*Data entries:*
↓

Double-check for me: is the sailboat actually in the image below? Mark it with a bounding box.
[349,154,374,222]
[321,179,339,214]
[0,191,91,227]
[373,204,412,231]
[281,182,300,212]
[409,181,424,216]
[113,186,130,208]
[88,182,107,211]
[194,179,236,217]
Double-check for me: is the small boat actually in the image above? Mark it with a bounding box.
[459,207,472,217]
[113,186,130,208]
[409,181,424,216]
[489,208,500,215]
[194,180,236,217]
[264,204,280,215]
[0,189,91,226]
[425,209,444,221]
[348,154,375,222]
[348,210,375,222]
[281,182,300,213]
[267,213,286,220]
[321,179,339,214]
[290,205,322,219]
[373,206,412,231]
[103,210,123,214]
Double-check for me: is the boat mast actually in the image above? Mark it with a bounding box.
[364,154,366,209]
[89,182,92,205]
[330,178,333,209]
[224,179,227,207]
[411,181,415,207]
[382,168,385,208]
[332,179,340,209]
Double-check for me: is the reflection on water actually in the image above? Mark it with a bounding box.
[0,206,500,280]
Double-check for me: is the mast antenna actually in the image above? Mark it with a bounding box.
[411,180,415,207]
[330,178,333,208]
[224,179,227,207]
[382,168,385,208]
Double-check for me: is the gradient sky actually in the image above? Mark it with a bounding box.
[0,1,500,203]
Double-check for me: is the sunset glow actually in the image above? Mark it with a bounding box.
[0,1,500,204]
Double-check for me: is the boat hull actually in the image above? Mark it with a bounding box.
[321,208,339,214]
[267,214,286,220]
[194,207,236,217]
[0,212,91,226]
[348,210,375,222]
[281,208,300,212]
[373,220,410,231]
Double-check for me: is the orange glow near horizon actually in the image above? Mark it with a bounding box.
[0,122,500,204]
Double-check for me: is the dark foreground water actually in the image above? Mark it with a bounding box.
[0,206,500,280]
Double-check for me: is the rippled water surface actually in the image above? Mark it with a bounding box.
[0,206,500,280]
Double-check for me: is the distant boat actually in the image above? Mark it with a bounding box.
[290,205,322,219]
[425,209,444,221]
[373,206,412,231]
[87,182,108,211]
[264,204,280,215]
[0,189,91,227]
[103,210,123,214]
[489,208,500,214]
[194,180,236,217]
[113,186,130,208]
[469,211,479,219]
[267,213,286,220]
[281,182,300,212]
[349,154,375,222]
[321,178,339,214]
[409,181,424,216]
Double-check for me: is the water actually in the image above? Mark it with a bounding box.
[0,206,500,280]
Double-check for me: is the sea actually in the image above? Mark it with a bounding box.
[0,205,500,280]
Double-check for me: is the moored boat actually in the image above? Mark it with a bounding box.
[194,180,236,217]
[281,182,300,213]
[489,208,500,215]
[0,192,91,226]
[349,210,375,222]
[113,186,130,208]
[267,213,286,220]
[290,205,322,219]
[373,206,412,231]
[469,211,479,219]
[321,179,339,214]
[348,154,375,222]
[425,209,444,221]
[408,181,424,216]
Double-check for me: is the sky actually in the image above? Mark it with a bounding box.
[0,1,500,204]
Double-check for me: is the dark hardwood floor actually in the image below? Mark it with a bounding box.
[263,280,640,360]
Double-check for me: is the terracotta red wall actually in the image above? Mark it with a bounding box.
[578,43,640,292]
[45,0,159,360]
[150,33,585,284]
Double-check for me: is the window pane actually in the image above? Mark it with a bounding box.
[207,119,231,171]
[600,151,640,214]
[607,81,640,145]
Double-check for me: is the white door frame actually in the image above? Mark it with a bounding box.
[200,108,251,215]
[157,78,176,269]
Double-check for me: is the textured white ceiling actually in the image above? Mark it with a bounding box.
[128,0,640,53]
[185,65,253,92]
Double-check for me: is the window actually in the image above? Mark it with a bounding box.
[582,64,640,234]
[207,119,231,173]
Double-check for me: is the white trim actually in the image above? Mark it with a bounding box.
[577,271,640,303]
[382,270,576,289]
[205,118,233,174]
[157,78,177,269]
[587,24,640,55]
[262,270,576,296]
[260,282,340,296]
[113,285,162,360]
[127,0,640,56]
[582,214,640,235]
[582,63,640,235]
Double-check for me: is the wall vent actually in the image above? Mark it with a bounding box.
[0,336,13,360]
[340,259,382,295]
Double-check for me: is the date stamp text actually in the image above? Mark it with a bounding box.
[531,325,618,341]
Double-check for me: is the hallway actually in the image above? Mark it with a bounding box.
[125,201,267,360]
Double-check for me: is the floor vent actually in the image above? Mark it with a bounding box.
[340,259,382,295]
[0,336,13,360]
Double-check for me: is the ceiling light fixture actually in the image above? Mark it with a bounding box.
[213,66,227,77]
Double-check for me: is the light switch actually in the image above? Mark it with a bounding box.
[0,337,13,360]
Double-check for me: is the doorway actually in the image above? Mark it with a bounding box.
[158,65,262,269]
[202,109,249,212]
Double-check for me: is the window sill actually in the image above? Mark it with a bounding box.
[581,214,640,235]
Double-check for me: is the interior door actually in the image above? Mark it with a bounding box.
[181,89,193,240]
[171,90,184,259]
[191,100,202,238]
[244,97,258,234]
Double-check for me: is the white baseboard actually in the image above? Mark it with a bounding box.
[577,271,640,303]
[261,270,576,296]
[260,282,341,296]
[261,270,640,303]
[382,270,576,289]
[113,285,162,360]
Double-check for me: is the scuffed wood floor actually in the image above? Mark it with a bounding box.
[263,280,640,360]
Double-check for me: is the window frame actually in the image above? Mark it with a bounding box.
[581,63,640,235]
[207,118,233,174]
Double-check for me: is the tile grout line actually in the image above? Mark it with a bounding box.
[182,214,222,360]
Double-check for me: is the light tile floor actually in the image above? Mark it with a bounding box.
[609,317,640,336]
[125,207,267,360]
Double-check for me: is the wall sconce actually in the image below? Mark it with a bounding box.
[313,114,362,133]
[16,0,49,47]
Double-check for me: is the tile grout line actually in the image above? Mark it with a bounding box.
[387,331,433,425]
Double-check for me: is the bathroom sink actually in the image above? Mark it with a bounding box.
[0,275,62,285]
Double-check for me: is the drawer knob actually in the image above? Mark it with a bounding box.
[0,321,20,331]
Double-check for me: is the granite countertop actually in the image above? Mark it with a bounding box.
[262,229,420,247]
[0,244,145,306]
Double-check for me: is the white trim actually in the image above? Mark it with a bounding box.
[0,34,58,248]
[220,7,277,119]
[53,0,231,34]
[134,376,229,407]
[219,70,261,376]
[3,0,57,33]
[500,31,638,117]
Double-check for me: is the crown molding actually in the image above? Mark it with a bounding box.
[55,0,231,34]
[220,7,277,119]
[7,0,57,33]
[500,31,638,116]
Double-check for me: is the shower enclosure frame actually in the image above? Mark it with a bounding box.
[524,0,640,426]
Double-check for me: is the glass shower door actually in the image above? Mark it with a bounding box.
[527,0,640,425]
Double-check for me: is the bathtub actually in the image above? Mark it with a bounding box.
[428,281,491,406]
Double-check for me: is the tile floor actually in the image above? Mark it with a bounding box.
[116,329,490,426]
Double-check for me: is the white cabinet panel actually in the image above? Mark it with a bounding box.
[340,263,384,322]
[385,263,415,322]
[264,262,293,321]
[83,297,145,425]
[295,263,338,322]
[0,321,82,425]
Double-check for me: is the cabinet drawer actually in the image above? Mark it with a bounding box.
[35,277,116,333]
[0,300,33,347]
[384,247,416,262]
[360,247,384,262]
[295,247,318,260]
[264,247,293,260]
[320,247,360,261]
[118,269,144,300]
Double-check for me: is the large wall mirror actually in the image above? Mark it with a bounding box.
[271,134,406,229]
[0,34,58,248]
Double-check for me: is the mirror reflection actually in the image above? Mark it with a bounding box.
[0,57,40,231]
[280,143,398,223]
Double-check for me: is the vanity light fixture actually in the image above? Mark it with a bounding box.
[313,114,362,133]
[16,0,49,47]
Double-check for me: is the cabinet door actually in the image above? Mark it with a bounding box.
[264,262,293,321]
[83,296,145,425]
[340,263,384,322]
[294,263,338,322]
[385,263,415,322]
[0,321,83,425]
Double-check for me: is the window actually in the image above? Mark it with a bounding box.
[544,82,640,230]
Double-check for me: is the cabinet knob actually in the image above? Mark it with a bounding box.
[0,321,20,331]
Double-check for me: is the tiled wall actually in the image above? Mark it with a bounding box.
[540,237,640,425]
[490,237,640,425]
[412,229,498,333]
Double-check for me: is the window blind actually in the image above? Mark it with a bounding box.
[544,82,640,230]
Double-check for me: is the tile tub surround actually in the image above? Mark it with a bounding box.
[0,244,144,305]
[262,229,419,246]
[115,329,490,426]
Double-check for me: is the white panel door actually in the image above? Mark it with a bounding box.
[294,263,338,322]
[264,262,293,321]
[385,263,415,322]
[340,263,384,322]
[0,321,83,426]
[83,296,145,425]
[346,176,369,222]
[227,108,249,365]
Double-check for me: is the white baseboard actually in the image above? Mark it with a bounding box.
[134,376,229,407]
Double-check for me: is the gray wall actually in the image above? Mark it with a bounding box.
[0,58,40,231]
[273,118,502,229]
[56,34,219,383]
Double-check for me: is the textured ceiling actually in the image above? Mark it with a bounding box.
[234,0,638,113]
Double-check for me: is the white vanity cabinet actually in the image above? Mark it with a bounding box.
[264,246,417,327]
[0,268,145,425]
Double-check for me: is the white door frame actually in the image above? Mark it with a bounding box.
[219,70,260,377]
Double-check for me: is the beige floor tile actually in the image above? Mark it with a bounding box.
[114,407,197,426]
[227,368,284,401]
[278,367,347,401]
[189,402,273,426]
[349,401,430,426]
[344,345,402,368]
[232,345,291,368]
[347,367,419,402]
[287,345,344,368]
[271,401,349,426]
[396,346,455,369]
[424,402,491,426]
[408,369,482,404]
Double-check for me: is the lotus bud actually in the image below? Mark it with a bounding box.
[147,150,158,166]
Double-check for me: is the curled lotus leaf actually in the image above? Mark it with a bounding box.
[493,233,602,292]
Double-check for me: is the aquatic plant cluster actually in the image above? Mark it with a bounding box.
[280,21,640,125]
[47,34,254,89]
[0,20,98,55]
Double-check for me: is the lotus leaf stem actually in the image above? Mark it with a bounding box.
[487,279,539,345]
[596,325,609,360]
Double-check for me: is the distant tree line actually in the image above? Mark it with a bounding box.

↑

*Problem statement:*
Retype the rows from the line containing "Double-check for me: is the doorway" through the line containing "[581,214,640,235]", inclusive, copying each one unchanged.

*Reply:*
Double-check for me: is the doorway actually in the image above? Mark it with a bounding box.
[158,65,262,269]
[202,109,249,212]
Double-check for me: is the window sill actually in the image above? Mark it with a bounding box.
[581,214,640,235]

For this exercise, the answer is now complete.